Short problem => Could you put every line of the material, from the line containing "For the benchmark, annotate every instance of the red plaid" through the last line of the material inclusive, into a Markdown table with the columns Row and Material line, leaving out blank lines?

+++

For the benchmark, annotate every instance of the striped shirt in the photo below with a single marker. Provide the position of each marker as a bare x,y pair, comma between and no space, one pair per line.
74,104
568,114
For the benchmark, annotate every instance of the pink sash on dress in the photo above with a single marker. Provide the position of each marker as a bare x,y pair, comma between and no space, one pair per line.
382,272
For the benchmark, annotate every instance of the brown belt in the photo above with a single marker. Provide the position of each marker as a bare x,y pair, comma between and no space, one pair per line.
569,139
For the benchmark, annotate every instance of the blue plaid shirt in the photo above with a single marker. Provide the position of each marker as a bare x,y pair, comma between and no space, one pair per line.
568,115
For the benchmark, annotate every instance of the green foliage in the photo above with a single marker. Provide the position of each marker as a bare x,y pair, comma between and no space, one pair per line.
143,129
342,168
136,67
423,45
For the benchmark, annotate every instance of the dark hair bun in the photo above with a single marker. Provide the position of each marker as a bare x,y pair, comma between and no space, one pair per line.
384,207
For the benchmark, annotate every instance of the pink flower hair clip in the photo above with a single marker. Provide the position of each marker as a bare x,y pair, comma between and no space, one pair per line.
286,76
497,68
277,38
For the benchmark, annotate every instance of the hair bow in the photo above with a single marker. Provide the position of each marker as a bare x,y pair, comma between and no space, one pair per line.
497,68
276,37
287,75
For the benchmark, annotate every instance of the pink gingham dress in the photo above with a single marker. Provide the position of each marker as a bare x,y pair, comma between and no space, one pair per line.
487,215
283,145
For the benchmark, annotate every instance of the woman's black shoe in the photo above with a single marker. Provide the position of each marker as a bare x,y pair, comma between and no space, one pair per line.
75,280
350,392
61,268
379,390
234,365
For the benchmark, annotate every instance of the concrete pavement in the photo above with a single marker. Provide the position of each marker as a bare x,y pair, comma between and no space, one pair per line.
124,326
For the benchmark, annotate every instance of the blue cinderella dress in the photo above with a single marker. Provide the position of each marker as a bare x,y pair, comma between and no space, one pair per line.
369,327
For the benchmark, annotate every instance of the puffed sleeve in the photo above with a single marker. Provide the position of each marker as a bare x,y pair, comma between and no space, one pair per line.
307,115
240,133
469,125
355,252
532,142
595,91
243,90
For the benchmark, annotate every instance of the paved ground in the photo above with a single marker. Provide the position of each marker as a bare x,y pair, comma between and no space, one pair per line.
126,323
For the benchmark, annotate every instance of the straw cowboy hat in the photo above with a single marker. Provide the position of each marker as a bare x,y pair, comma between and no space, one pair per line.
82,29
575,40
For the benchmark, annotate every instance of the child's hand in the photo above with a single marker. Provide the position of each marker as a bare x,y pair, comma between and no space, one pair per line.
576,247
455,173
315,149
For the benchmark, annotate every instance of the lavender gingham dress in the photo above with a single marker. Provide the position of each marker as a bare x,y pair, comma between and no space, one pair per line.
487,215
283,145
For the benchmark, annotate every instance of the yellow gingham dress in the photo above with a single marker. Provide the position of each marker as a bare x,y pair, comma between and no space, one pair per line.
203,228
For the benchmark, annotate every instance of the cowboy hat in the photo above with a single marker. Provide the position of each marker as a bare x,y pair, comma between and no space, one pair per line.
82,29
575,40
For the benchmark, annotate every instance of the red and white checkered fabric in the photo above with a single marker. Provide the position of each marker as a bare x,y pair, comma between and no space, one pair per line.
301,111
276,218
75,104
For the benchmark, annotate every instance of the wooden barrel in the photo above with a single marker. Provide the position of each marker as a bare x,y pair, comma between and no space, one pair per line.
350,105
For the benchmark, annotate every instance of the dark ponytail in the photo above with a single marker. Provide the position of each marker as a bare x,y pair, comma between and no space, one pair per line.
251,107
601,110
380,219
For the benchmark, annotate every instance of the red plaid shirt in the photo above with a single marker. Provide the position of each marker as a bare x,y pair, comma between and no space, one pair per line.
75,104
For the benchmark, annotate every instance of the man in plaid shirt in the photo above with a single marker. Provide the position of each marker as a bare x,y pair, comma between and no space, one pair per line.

+++

Solution to the problem =>
| Row | Material line |
|---|---|
| 1 | For the benchmark, annotate every instance of the red plaid shirt in the photo above with a single marker. Provide the position of each marker as a bare x,y pair, comma between and no space, one pair per line. |
| 2 | 75,104 |
| 3 | For the benchmark, annotate every instance of the man in plaid shirt in the photo above with a single marker. Provide the position of each marker as a bare x,y pair, comma between and no space, one pair per line. |